═══ GIVEN RECORDS ═══

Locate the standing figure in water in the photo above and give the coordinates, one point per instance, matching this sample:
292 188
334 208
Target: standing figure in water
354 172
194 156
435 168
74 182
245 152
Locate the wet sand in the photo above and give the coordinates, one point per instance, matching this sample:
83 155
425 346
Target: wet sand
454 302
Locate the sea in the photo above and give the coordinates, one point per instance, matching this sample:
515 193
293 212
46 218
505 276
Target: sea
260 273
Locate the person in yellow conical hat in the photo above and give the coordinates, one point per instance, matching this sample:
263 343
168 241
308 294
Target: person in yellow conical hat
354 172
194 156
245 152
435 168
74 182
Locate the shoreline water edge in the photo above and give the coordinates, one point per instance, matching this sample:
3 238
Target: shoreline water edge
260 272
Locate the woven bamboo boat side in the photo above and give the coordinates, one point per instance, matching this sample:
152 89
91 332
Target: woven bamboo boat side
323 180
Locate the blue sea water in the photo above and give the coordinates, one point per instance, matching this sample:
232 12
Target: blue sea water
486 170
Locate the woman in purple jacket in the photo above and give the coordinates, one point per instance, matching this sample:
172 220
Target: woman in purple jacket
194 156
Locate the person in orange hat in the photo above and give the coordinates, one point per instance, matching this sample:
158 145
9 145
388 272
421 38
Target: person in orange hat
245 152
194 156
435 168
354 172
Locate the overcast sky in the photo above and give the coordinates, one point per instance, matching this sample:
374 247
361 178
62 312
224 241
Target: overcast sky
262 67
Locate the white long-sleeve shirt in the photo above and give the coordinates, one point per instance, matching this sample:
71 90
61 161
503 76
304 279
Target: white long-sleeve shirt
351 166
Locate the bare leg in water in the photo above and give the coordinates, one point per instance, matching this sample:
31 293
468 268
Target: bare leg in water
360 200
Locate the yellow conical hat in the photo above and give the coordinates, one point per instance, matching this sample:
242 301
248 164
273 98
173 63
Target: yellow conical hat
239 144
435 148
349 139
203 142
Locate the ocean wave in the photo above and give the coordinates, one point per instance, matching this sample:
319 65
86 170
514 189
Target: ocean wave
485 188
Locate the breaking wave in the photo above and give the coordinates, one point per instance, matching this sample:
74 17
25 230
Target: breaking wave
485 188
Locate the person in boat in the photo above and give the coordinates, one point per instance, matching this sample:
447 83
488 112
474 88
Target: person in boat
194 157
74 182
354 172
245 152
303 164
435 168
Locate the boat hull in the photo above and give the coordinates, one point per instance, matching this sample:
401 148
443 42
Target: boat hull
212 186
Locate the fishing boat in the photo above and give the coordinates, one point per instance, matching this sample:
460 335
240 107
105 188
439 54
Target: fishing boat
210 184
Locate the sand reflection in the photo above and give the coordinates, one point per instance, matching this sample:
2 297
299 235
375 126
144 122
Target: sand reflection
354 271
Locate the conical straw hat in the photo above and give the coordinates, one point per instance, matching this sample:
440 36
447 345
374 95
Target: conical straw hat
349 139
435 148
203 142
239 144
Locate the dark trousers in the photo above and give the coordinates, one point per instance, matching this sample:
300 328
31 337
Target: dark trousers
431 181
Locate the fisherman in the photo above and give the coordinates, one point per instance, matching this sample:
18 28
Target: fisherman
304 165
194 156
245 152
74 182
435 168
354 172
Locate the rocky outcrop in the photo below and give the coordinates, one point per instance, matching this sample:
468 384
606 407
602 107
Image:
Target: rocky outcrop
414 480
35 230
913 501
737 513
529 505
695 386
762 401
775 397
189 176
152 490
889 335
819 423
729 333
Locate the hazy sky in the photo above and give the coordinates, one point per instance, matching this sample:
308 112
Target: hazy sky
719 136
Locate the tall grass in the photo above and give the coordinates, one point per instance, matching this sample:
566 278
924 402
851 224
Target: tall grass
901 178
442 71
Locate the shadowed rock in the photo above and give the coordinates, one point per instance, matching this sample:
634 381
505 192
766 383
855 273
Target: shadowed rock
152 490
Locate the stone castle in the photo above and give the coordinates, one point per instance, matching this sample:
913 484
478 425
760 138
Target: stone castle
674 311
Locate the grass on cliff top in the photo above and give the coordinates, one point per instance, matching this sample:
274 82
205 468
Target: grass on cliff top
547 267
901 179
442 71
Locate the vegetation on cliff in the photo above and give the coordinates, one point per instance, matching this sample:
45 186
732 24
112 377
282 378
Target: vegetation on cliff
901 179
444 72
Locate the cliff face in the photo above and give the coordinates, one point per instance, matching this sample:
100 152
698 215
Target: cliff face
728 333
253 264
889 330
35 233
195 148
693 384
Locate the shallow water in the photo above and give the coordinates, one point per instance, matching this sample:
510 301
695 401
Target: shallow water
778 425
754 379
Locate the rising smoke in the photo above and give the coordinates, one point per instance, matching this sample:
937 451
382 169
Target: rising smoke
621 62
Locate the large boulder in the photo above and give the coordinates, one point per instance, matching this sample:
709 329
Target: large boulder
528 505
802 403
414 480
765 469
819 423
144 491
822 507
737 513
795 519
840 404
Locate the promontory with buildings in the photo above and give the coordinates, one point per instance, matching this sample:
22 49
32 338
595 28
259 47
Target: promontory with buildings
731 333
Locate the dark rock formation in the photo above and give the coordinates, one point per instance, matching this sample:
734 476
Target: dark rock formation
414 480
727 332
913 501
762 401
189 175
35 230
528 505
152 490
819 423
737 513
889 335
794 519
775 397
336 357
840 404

═══

*WHAT THIS TASK INVOLVES*
Quote the rows from the line with "Locate the cliff" through the end of the rows word for word.

*RESULT OF THE EXERCISE*
Locate the cliff face in the photo above and give the coordinates, one point per instance, matching this sample:
100 152
698 215
Target: cliff face
728 333
253 264
889 330
35 233
195 148
693 384
Locate the shallow water in the photo above and give the coordinates, one point per instance, matching this sample:
510 301
695 401
Target: shallow water
778 425
754 379
Locate the rising smoke in the photo above and give the coordinates, one point per instance, matching this sample:
937 451
382 169
Target: rising smoke
621 62
Locate the large boulder in the photo above and give the coordinates, one point per instance, matching this sample:
709 329
Target: large boulder
528 505
802 403
414 480
765 469
819 423
144 491
822 507
737 513
795 519
840 404
Locate the promontory with buildings in the photo above and give the coordinates, one point per instance, matching this sample:
22 49
32 338
595 28
259 47
Target: promontory with buildings
731 333
Locate the dark rock formation in the photo above and give the coordinates, one point per instance, matching this sample:
734 476
Target: dark rock formation
414 480
727 332
913 501
762 401
189 175
35 230
528 505
152 490
819 423
737 513
889 335
794 519
775 397
336 357
840 404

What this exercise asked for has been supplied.